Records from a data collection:
== == ==
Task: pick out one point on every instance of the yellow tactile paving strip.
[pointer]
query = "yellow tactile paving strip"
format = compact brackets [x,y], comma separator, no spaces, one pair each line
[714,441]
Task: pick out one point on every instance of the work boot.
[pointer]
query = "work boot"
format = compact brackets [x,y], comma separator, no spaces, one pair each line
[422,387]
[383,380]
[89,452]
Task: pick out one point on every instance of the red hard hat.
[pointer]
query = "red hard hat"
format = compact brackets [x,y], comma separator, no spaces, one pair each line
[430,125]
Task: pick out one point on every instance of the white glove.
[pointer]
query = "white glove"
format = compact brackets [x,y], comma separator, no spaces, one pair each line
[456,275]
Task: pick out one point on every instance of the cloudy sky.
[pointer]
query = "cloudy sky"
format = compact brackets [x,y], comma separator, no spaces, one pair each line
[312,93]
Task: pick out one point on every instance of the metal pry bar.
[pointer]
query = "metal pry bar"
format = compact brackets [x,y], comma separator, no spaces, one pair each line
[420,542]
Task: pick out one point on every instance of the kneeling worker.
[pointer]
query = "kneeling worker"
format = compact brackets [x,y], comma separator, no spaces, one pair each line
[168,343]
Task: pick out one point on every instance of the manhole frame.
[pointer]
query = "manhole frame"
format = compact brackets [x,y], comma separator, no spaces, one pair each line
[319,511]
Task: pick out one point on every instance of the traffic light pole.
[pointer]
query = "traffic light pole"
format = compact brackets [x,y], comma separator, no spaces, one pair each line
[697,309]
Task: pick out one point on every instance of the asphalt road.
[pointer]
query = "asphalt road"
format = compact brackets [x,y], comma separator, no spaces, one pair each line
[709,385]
== == ==
» Given exercise
Copy every one of the records above without altering a single character.

» Solution below
Task: pick out one point on every instance of the yellow tactile paving strip.
[pointer]
query = "yellow tactile paving strip"
format = compact brackets [x,y], comma separator, no spaces, one pair each line
[714,441]
Task: pick out one point on every instance of the work boot.
[pointer]
query = "work boot"
format = compact brackets [x,y], comma separator, no spaces, one pair each line
[422,387]
[383,380]
[89,452]
Task: pick out one point on every instance of the red hard hat.
[pointer]
query = "red hard hat"
format = compact brackets [x,y], comma separator, no spaces, one pair each line
[430,125]
Task: pick out one point on every instance of the white glove.
[pointer]
query = "white glove"
format = compact brackets [x,y], comma separator, no spaces, one pair each line
[456,275]
Task: pick out one point on every instance of the cloudy sky.
[pointer]
query = "cloudy sky"
format = compact brackets [x,y], comma separator, no spaces, one pair each line
[312,93]
Task: pick out one point on every instance of the metal pry bar.
[pointer]
query = "metal pry bar"
format = compact brackets [x,y], comma separator, no spaces, one pair each line
[420,542]
Task: pick out one point on every instance of the kneeling worker.
[pointer]
query = "kneeling worker"
format = compact brackets [x,y], comma separator, no spaces, one pair each line
[168,343]
Task: pick out one point on every instance of the manhole frame.
[pointer]
query = "manhole frame"
format = compact brackets [x,y], comma separator, no spaces, one pair each line
[319,511]
Task: pick out one point on every instance of the traffic light pole.
[pointer]
query = "traffic light pole"
format = compact brackets [x,y], comma separator, no spaces, one pair each line
[697,309]
Task: pick out one point on every instance of the asphalt road.
[pointer]
query = "asphalt road"
format = compact brackets [x,y], comma separator, no spaces, one pair each line
[709,385]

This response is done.